> _WORK REQUIRED_: Beneath this sentence is a set of records; write each of them out exactly.
BEGIN TASK INPUT
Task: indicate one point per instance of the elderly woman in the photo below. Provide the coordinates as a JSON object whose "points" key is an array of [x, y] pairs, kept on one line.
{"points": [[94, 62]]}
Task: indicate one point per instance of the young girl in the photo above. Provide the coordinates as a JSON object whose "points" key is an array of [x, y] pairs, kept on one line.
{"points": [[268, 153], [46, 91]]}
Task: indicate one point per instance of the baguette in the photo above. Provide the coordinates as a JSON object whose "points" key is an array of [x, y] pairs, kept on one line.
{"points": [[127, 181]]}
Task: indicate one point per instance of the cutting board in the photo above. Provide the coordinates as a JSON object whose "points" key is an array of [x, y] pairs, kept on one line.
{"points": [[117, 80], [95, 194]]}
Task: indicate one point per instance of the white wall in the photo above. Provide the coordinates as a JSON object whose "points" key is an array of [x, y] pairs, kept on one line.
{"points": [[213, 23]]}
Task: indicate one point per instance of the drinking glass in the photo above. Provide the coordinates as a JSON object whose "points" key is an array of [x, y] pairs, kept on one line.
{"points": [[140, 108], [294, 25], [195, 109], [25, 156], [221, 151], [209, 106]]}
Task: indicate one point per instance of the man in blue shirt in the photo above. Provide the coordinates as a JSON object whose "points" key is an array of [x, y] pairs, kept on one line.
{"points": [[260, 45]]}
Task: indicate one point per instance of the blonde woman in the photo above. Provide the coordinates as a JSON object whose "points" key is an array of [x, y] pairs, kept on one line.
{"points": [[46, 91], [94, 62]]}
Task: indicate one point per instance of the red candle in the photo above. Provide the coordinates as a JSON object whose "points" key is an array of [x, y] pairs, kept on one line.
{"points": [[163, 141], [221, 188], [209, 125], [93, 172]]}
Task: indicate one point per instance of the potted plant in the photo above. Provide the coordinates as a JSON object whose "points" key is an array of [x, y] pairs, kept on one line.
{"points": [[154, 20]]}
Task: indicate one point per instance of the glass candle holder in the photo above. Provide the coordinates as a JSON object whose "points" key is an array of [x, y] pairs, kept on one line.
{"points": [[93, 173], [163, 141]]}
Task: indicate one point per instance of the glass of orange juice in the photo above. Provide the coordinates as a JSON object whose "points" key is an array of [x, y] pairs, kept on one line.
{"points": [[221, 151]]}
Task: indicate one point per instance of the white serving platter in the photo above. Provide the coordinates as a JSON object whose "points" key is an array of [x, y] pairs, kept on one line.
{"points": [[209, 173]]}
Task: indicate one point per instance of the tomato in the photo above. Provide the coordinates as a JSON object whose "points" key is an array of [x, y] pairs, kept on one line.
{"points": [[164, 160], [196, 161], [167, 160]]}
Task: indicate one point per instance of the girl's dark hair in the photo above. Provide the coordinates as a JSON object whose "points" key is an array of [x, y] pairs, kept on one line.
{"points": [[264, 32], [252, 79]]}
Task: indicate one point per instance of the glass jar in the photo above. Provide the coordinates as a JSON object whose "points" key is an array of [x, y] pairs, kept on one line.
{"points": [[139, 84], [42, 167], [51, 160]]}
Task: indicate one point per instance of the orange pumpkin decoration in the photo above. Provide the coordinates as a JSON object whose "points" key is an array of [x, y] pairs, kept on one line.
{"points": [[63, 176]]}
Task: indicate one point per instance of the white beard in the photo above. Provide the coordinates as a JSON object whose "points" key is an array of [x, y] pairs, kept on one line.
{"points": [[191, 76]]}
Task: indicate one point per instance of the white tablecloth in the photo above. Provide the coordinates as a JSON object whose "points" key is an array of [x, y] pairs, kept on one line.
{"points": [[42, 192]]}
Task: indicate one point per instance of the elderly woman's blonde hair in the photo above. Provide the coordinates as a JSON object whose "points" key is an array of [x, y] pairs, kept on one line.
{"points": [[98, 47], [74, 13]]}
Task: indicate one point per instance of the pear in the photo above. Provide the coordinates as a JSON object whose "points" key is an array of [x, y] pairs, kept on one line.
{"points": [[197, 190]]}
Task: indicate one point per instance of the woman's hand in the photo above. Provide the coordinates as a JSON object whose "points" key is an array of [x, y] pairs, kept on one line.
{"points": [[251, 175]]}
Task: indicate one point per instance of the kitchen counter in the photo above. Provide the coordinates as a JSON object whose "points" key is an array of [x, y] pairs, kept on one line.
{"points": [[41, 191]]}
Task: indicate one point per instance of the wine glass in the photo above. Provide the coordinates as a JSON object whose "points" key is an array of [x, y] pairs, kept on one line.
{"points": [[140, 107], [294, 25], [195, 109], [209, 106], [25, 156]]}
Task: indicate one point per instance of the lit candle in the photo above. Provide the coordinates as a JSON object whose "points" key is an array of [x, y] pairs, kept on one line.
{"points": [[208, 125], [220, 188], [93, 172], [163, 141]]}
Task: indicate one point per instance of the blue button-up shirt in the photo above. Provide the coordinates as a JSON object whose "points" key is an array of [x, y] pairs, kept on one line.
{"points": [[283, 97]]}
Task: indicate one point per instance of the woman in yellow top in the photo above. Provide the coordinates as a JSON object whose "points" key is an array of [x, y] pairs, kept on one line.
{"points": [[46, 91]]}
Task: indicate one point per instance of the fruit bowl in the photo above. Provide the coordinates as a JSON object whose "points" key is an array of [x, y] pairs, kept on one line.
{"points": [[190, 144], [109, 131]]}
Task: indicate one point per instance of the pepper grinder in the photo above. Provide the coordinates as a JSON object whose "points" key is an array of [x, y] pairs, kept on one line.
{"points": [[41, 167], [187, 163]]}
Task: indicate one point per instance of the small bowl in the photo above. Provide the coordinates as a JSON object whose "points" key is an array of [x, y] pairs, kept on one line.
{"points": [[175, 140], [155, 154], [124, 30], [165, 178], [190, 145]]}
END TASK INPUT
> _WRITTEN RESPONSE_:
Task: indicate one point per instance of the elderly woman in the photo below. Provide the coordinates as a JSON object whose "points" key is an array of [x, y] pairs, kept on one line.
{"points": [[94, 62]]}
Task: indicate one point per instance of the young girl in the photo above. Provide the coordinates as a JSON object whose "points" key is an array of [x, y] pairs, kept on one line.
{"points": [[268, 153], [46, 91]]}
Task: indicate one point per instance of the baguette in the photo above. Provide the coordinates as a JSON object whose "points" key is an array of [x, y] pairs, kept on one line.
{"points": [[127, 181]]}
Task: indicate one point per instance of the cutting board in the photo above. Provide the coordinates as a JSON object whose "points" key is an array of [x, y] pairs, kept on one line.
{"points": [[117, 80], [95, 194]]}
Task: indicate one point per instance of the white wall in the photo above. Provide the coordinates as a JSON object whose "points" key is an array of [x, y] pairs, kept on one line.
{"points": [[213, 23]]}
Task: indicate one point per instance of the drinking glass in the photo above. Provide the coordinates as a JSON object whose "points" key is an array of [x, y] pairs, kept on one line.
{"points": [[140, 108], [294, 25], [195, 109], [25, 156], [221, 151], [209, 106]]}
Task: indicate one point per instance of the man in blue shirt in the photo above. Provide the coordinates as a JSON object whose "points" key is an array of [x, y] pairs, kept on one line.
{"points": [[260, 45]]}
Task: indicate one point per instance of the blonde woman in the photo above. Provide the coordinates as a JSON object whose "points" key is an array of [x, y] pairs, kept on one line.
{"points": [[46, 91], [94, 62]]}
Task: indicate one point per instance of the red candle in the photo above. Provide the coordinates as a JSON object whose "points" key is an array of [x, y] pairs, kept on one line.
{"points": [[163, 141], [221, 188], [209, 125], [93, 172]]}
Task: indicate one point per instance of the potted plant in the photo above. Provide the coordinates as a JSON object whose "points" key is an array of [x, y] pairs, kept on one line.
{"points": [[154, 20]]}
Task: indicate one point per instance of the glass candle holder in the photo above. Provide the coordinates as a JSON object whose "points" key is an array of [x, y] pairs, kept on one line.
{"points": [[93, 173], [163, 141]]}
Task: indicate one point per instance of the glass of orange juice in the photo above. Provide the coordinates as a JSON object whose "points" key is an array of [x, y] pairs, kept on one line.
{"points": [[221, 151]]}
Task: indicate one point per instance of the white serving platter in the photo above. Provide the coordinates as a JSON object whose "points" key is an array of [x, y] pairs, kept on one line.
{"points": [[209, 173]]}
Task: indicate one point per instance of the tomato in the photo above. Provide the coordinates as a JSON object whose "points" key is an array of [x, y] pairs, kept on one line.
{"points": [[164, 160], [196, 161], [167, 160]]}
Task: indicate one point per instance of the girl's dark hair in the photo above. Provide the coordinates as a JSON object whose "points" key is an array of [x, y] pairs, kept on one line.
{"points": [[264, 32], [252, 79]]}
Task: indicate one point per instance of the glass jar in the photo above. Provide the coordinates as a JSON object whose "points" key is an array of [x, y] pairs, kept on one line.
{"points": [[139, 84], [42, 167], [51, 160]]}
Task: indicate one point per instance of the orange pumpkin decoration in the photo above. Provide the coordinates as a JSON object whose "points" key is an array of [x, y] pairs, kept on one line.
{"points": [[63, 176]]}
Task: indicate one point per instance of the white beard in the photo above. Provide the coordinates as a JSON object whose "points" key is an array of [x, y] pairs, kept on one line.
{"points": [[191, 76]]}
Task: indicate one point per instance of the white tablecloth in the photo above. Provide the coordinates as a JSON object whose "points" key is an array of [x, y] pairs, kept on one line.
{"points": [[42, 192]]}
Task: indicate one point per instance of the elderly woman's blonde hair in the photo above. Provide the coordinates as a JSON object whose "points" key is an array of [x, y] pairs, kept on one line.
{"points": [[98, 47], [74, 13]]}
Task: indicate one point per instance of the pear in the photo above. Provide the coordinates as a JSON object whose "points" key is an array of [x, y] pairs, kept on one line.
{"points": [[197, 190]]}
Task: indicate one point per instance of the woman's hand in the photo above. Provide the coordinates as a JSON object whose "points" key is an array of [x, y] pairs, kept on one line.
{"points": [[251, 175]]}
Task: indicate one point per instance of the kitchen counter in the photo above. Provide the coordinates as a JSON object whose "points" key is an array of [x, y] pairs, kept on one line.
{"points": [[41, 191]]}
Task: indicate one point per instance of the wine glass in the photo above. Provide the coordinates as a JSON object whose "points" key is an array of [x, y] pairs, kept on one line.
{"points": [[140, 107], [294, 25], [195, 109], [209, 106], [25, 156]]}
Task: indicate one point per instance of the lit candle in the photo above. Provide the coordinates as a JSON object whose "points" key is an array of [x, y] pairs, kept on one line.
{"points": [[208, 125], [220, 188], [93, 172], [163, 141]]}
Task: indicate one point per instance of the blue button-up shirt in the photo above. Provide the coordinates as a JSON object whose "points" key is an array of [x, y] pairs, kept on one line.
{"points": [[283, 97]]}
Task: indicate one point per instance of the woman in yellow top in the photo above. Provide the coordinates as a JSON object whose "points" key is an array of [x, y] pairs, kept on one line.
{"points": [[46, 91]]}
Task: indicate one point per instance of the fruit bowl in the photo above. Provide the coordinates as a JSON object whose "points" key is an array of [x, y] pairs, kept on one line.
{"points": [[190, 144], [109, 131]]}
Task: indicate one point per instance of the pepper grinder in the photo above. Provide the coordinates as a JSON object whose "points" key is an array of [x, y] pairs, kept on one line.
{"points": [[41, 167], [187, 163]]}
Task: indicate one point per instance of the small bowl in the photo above. Provide the coordinates as a JSON object whose "points" key is an array of [x, y] pairs, kept on one line.
{"points": [[175, 140], [155, 154], [124, 30], [165, 178], [190, 145]]}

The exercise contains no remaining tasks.